#### Assigned task
Reproduce every one of the records below, character for character.

#### Data supplied
┌──

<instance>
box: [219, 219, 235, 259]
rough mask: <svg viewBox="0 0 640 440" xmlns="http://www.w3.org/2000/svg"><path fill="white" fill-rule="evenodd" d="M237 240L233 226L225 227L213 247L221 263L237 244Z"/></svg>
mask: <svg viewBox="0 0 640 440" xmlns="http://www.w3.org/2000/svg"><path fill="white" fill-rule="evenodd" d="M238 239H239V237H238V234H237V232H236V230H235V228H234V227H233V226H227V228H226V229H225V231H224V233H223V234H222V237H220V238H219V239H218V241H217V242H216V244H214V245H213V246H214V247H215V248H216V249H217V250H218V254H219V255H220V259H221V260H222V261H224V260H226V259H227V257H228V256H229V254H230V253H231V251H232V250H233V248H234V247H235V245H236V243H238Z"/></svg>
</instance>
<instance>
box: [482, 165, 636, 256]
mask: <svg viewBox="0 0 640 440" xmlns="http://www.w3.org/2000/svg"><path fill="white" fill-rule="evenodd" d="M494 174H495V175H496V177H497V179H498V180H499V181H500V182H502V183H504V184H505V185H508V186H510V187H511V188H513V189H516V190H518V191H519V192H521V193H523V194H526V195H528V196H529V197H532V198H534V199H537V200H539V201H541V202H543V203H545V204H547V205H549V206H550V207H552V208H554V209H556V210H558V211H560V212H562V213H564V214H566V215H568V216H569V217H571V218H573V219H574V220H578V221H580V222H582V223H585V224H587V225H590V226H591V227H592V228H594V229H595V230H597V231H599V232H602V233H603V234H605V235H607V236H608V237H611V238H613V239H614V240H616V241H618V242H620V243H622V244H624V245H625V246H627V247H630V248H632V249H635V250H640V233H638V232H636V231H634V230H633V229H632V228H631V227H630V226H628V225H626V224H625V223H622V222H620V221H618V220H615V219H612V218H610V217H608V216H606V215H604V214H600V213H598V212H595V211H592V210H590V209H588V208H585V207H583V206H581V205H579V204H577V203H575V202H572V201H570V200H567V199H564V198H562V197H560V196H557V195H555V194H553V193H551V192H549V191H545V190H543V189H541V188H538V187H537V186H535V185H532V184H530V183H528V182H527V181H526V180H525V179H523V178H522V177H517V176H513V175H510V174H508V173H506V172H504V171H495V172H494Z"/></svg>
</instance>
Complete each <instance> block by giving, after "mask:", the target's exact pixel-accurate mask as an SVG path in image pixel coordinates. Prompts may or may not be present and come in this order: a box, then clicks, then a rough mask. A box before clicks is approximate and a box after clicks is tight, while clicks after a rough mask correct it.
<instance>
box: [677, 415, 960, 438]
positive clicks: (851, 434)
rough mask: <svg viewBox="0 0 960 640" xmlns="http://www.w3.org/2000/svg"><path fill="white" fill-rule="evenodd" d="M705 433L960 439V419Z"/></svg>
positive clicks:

└──

#### Final answer
<instance>
box: [219, 219, 235, 259]
rough mask: <svg viewBox="0 0 640 440" xmlns="http://www.w3.org/2000/svg"><path fill="white" fill-rule="evenodd" d="M237 240L233 226L225 227L213 247L221 263L237 244Z"/></svg>
mask: <svg viewBox="0 0 640 440" xmlns="http://www.w3.org/2000/svg"><path fill="white" fill-rule="evenodd" d="M238 239H239V237H238V234H237V232H236V230H235V228H234V227H233V226H227V228H226V229H225V231H224V233H223V234H222V237H220V238H219V239H218V241H217V242H216V244H214V245H213V246H214V247H215V248H216V249H217V250H218V254H219V255H220V259H221V260H222V261H224V260H226V259H227V257H228V256H229V254H230V253H231V251H232V250H233V248H234V247H235V245H236V243H238Z"/></svg>
</instance>
<instance>
box: [482, 165, 636, 256]
mask: <svg viewBox="0 0 640 440" xmlns="http://www.w3.org/2000/svg"><path fill="white" fill-rule="evenodd" d="M494 174H495V175H496V177H497V179H498V180H499V181H500V182H502V183H504V184H505V185H508V186H510V187H511V188H513V189H516V190H518V191H519V192H521V193H523V194H526V195H528V196H529V197H532V198H534V199H537V200H539V201H541V202H543V203H545V204H547V205H549V206H550V207H552V208H554V209H556V210H558V211H560V212H562V213H564V214H566V215H568V216H569V217H571V218H573V219H574V220H578V221H580V222H582V223H585V224H587V225H590V226H591V227H592V228H594V229H595V230H597V231H599V232H602V233H603V234H605V235H607V236H608V237H611V238H613V239H614V240H616V241H618V242H620V243H622V244H624V245H625V246H627V247H630V248H632V249H635V250H640V233H638V232H636V231H634V230H633V229H632V228H631V227H630V226H628V225H626V224H625V223H622V222H620V221H618V220H615V219H612V218H610V217H608V216H606V215H604V214H600V213H598V212H595V211H592V210H590V209H588V208H585V207H583V206H581V205H579V204H577V203H575V202H572V201H570V200H567V199H564V198H562V197H560V196H557V195H555V194H553V193H551V192H549V191H545V190H543V189H541V188H538V187H537V186H535V185H532V184H530V183H528V182H527V181H526V180H525V179H523V178H522V177H517V176H513V175H510V174H508V173H506V172H504V171H495V172H494Z"/></svg>
</instance>
Complete each <instance> block by giving, after "mask:", the target's exact pixel-accurate mask as an SVG path in image pixel coordinates. Prompts may or may not be present and come in this order: a box, then clicks, then a rough mask. A box before clicks is approximate and a box after clicks is tight, while clicks after a rough mask correct it.
<instance>
box: [677, 415, 960, 438]
positive clicks: (851, 434)
rough mask: <svg viewBox="0 0 960 640" xmlns="http://www.w3.org/2000/svg"><path fill="white" fill-rule="evenodd" d="M705 433L960 439V419Z"/></svg>
positive clicks:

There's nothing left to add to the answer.